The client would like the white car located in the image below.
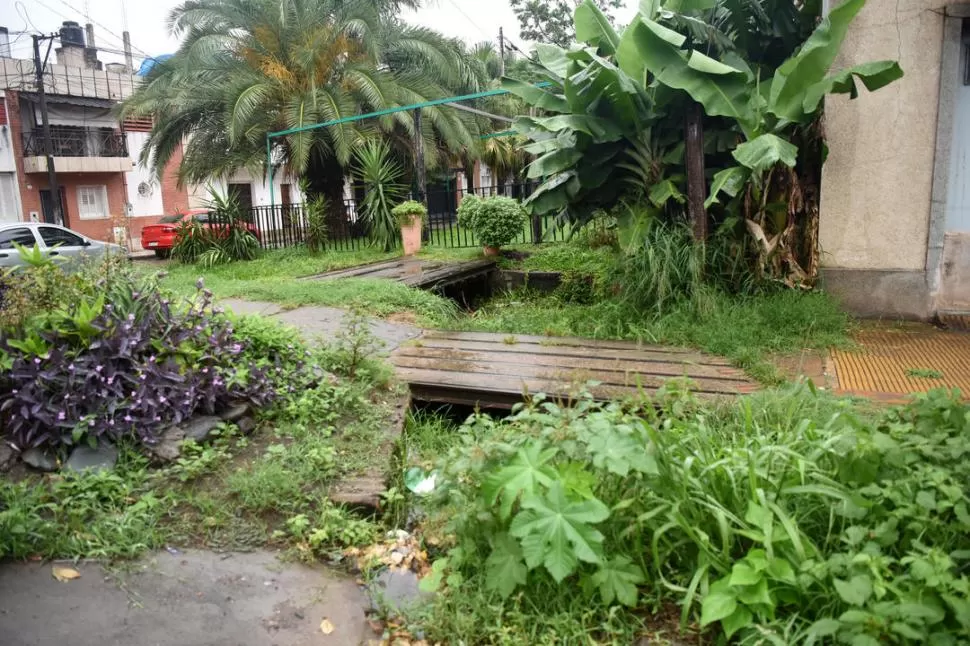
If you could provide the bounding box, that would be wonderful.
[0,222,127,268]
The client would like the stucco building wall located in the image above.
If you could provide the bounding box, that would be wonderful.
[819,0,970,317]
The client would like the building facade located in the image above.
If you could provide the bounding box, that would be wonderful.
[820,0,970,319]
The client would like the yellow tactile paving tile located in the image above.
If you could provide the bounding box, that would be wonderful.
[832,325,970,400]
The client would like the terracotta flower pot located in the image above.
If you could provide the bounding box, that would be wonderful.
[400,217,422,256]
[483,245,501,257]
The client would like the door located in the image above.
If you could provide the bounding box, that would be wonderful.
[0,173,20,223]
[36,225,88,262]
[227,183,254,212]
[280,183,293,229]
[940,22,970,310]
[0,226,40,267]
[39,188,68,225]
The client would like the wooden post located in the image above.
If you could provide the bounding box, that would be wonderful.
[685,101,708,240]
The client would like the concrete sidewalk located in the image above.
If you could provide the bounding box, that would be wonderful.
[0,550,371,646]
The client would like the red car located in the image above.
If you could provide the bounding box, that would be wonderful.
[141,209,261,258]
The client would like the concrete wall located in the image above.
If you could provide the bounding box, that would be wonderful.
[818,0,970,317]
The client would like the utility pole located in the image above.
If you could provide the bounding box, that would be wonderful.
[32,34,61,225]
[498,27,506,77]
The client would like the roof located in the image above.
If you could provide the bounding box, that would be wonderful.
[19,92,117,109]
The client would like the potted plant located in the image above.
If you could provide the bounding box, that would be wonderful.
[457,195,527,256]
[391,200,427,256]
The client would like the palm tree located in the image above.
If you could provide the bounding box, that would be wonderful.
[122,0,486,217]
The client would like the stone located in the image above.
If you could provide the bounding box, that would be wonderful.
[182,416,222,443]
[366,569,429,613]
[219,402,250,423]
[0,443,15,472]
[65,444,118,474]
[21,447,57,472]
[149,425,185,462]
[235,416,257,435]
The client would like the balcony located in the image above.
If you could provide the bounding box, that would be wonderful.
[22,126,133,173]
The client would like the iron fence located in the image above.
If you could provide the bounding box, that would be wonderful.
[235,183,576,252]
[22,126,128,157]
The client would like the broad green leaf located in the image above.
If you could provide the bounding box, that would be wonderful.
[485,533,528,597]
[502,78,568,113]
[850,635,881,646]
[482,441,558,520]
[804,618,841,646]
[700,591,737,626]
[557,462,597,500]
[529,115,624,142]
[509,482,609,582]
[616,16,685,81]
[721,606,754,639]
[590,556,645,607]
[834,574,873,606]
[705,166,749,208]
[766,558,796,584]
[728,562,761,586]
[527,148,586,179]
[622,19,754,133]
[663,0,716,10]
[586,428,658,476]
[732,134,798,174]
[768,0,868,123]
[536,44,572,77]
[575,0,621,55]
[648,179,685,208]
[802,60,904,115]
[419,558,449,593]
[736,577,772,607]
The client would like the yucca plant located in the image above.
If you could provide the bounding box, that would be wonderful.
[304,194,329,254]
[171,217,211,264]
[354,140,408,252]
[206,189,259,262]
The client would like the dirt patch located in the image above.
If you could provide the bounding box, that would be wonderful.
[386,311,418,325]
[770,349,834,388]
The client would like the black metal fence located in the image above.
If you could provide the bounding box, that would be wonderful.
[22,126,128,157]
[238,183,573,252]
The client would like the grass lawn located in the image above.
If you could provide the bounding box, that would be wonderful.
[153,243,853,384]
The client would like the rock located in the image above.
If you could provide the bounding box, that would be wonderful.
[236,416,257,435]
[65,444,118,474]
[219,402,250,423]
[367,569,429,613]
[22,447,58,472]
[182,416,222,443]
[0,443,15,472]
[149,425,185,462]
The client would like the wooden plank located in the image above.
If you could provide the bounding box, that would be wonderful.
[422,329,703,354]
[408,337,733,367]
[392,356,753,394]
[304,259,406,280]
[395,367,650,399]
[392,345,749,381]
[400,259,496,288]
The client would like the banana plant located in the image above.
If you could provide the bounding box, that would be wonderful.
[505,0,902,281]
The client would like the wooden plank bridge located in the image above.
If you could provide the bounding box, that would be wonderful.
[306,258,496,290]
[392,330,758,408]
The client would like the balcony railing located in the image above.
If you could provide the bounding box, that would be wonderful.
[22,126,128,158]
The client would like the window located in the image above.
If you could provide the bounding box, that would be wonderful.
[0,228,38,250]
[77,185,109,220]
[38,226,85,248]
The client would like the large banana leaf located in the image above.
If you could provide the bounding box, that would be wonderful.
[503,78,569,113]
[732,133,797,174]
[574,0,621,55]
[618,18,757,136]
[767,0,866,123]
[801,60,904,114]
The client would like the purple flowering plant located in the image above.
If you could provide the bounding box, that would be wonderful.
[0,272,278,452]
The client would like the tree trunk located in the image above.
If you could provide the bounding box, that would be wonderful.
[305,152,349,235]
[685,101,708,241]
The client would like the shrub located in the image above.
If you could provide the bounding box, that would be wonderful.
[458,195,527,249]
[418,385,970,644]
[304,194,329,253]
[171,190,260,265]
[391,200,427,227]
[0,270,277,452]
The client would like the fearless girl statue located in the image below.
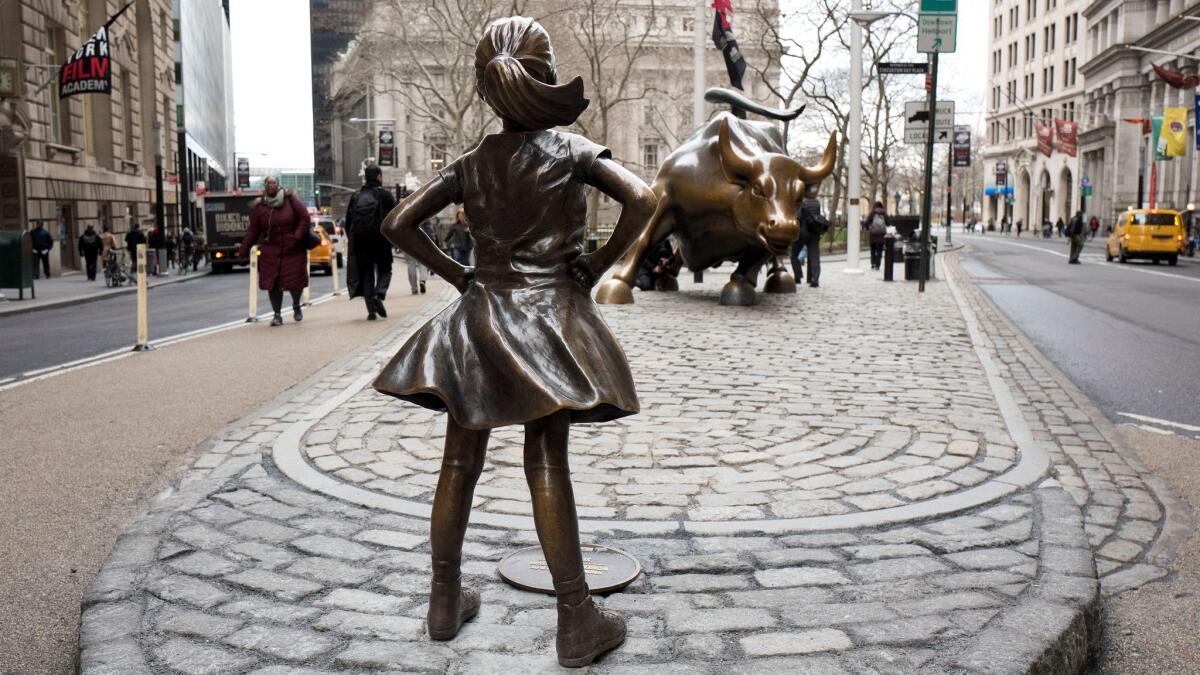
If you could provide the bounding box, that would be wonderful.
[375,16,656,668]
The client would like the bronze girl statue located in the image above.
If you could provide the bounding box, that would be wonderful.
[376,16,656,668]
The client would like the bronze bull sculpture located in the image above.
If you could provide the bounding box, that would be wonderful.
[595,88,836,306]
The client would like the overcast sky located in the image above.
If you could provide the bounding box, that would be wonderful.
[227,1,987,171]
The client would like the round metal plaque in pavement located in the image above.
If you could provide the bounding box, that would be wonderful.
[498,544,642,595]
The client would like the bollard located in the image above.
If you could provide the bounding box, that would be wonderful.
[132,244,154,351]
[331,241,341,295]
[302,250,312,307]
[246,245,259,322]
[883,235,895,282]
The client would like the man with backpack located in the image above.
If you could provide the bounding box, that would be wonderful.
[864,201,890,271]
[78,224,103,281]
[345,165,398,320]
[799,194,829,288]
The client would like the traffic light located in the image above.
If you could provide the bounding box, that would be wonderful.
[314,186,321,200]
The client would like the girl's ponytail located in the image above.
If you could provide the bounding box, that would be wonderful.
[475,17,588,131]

---

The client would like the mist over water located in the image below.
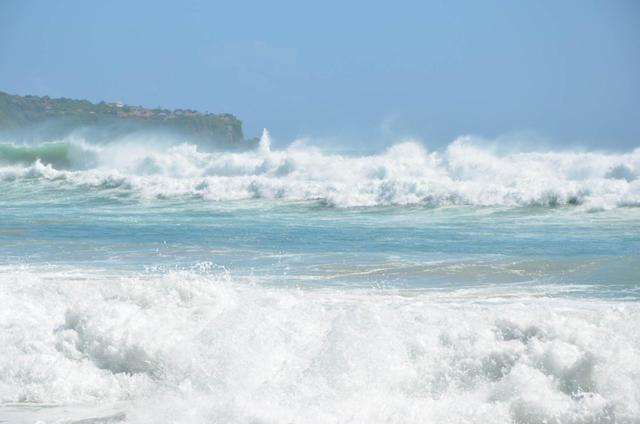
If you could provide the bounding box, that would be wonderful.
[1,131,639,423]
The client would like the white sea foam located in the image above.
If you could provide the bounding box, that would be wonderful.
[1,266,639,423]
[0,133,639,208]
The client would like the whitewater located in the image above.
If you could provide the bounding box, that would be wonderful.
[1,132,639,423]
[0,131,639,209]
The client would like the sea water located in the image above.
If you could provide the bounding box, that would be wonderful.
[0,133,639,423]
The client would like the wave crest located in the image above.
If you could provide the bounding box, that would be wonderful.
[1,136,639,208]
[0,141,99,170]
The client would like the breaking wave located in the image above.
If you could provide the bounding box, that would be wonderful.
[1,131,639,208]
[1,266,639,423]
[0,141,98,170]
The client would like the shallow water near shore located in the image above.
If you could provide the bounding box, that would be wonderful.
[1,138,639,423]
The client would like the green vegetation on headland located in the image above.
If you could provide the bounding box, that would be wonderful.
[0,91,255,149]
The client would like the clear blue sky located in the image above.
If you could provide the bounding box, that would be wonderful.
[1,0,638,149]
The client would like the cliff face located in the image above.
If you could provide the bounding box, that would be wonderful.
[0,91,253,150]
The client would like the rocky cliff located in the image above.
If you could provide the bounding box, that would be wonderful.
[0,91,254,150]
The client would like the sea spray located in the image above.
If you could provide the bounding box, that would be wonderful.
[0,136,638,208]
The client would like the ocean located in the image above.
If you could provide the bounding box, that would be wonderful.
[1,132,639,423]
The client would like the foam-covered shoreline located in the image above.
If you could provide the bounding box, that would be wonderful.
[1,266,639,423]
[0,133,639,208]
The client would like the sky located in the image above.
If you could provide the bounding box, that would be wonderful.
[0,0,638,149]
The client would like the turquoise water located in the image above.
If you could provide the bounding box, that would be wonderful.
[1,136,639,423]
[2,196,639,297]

Your assignment:
Find and copy each line of the material that holds the word "foam".

Result for this task:
The client would like the white sea foam located in the image above.
The client would like the foam-covered shoreline located in the image above.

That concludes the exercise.